> _Document passage_
◇ ◇ ◇

English

BERKELEY CONNECT in ENGLISH

The Berkeley Connect program opens up the extraordinary resources of the university to you: the extraordinary students on our campus. By joining, you will become part of a community of like-minded faculty, mentors, and students that will provide a supportive environment in which to exchange and discuss ideas and goals. Berkeley Connect will help you to make the most of your time at the university as you learn more about the major in English. We’re excited to get to know you!

Message from the Director

Katherine Snyder

Berkeley Connect in English builds stronger connections between undergraduates, graduate students and professors. Small groups of undergraduate majors and undeclared students interested in the study of literature meet with faculty members and graduate student mentors throughout the semester. In these meetings we talk about intellectual, institutional, and practical issues. What is the English major? What kinds of reading do we do and why? What kinds of careers do people have with a Berkeley degree in English? In these discussions, free of the pressure of grades, we talk about our intellectual interests and about being part of an academic community. Graduate student mentors also hold one-on-one meetings with undergraduates to talk about challenges and goals. They lead explorations of campus resources like the Bancroft library and the art museum. Every semester,  Berkeley alumni in different professions speak about how the English major has contributed to their careers. Professors talk about how they came to study English, how they produce writing, or how they disagree about particular texts.

Berkeley Connect provides relaxed and fun opportunities to get to know your community and to think together about how to make the most of your Berkeley experience.

Professor Katherine Snyder

Director, Berkeley Connect in English

Program Description

Program Description

Every semester, Berkeley Connect sponsors a wide range of activities and events for participating students.  They include:

  • small-group meetings led by your mentor;
  • one-on-one meetings with your mentor;
  • special events, including informal lectures by professors and guest speakers, and panels on career options, graduate school admissions, and other topics;
  • and visits to Berkeley resources.

◇ ◇ ◇

> _Stored records_

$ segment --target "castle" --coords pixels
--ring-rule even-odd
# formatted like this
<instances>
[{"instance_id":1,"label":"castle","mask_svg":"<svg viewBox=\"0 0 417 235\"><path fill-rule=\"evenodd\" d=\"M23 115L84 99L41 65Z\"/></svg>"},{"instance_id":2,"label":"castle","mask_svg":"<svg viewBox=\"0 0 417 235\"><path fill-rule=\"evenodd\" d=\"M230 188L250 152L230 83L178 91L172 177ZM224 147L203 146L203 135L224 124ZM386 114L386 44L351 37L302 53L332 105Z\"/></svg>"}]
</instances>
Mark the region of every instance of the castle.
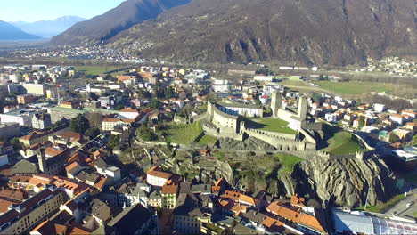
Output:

◇ ◇ ◇

> _Written request_
Carry on the Berkeley Connect in English page from its final line, the list item about visits to Berkeley resources.

> _Written response_
At the heart of Berkeley Connect is the relationship between you and your mentor. The Berkeley Connect mentors are advanced graduate students or recent PhDs in English, who are chosen both for their demonstrated commitment to undergraduates and for their scholarly achievement. They are dedicated to providing the kind of close-knit community and one-on-one attention that can be hard to find at a large university.

When you sign up for Berkeley Connect, you will join one of several small groups of participants in English. Your small group will be led by your mentor, and will meet every other week during the semester for an hour-long dinner discussion sessions. Discussions will focus on key intellectual issues within English as well as key skills you need to succeed in the major. Above all, the small groups will focus on building connections among students, so that each group becomes a supportive community for all participants.

You will also meet with your mentor one-on-one at least twice during the semester, once to get acquainted, and a second time just before Tele-Bears, to discuss your plans for completing your major. Your mentor also has office hours every other week, during which you are free to show up and ask questions, talk over your day or your week, discuss what you are learning in class, or just have an informal conversation.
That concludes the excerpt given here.